## Task prompt
Answer these questions about the blog post below:
1. What did the writer promise to do with this blog?
2. At what time last night did the writer eat a large amount of sugar?
3. Which two words does the writer say sum up their mental state?

## Excerpt

So I am going to leave that in. I suspect that I am a bit unbalanced at the moment. I appologise for all the swearing. But the one thing I promised myself I would do with this blog is tell the truth, and in the end if you are reading then it is your responsibility to cope with my mental state 😛 Hopefully the fact that we are over 1000 words in will mean a minimal number of people easily offended will still be reading. I am almost sad. I was on a real role back then, tears in my eyes, anger flowing onto the keyboard. Only my poor typing skills prevented a full meltdown, which lets face it, is always fun.
But on with the show. So I am stressed and can not make a decission. I talk very big when it comes to making your own decisions. But sadly walking the walk is much harder than talking the talk. As I have mentioned I am not perfect, and as such I tend to have problems with discipline and motivation. Especially when I don’t know what direction I should be going in.
Hence, last night at 9:30pm, to assuage my doubts about my diet direction I resorted to a short term fix and consumed a relatively large amount of sugar in a short period of time. Fuck. In the end the person I am most dissapointed in, and most angry at, it has to be said,
But even that is not true. Despite it all I love myself more now than I did. I understand how hard this is. I must try harder to meditate more.
Man this post has got out of hand. Poorly written, too long. At least as far as an indication of my mental state it is amazingly good I suspect. Confused and scared sums it up very well. And its all out there on the internet for everybody to read, what fun. Thank god I am not very well known.

## Data to examine
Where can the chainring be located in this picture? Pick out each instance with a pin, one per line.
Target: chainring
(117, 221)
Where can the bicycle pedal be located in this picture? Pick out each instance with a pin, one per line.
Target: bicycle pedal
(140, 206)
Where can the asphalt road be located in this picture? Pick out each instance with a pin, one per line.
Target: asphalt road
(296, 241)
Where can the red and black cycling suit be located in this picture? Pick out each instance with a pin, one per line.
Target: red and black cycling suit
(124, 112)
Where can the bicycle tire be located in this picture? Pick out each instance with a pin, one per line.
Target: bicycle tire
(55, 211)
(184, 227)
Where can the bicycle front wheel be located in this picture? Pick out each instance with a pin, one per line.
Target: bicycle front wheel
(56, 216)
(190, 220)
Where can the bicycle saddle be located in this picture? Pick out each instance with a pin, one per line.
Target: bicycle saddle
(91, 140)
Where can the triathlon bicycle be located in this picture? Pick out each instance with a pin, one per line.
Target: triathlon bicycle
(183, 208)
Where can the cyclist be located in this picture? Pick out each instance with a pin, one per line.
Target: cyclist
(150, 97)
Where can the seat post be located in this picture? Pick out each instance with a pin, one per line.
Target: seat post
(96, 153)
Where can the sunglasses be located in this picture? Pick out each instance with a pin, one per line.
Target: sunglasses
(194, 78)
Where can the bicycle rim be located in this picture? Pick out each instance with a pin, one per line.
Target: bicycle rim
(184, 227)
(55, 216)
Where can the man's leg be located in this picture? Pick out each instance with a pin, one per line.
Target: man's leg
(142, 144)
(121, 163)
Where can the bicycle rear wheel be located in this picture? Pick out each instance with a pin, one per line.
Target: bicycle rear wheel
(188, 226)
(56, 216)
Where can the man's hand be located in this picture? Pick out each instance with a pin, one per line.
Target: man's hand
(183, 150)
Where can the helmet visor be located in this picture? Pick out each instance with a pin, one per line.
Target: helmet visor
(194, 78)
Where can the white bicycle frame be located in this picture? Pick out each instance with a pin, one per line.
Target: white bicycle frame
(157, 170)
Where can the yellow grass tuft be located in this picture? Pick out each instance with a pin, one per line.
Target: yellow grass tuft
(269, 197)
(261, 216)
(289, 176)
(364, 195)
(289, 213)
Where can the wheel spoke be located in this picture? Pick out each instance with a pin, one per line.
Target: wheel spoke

## Answer
1. Tell the truth.
2. 9:30pm.
3. Confused and scared.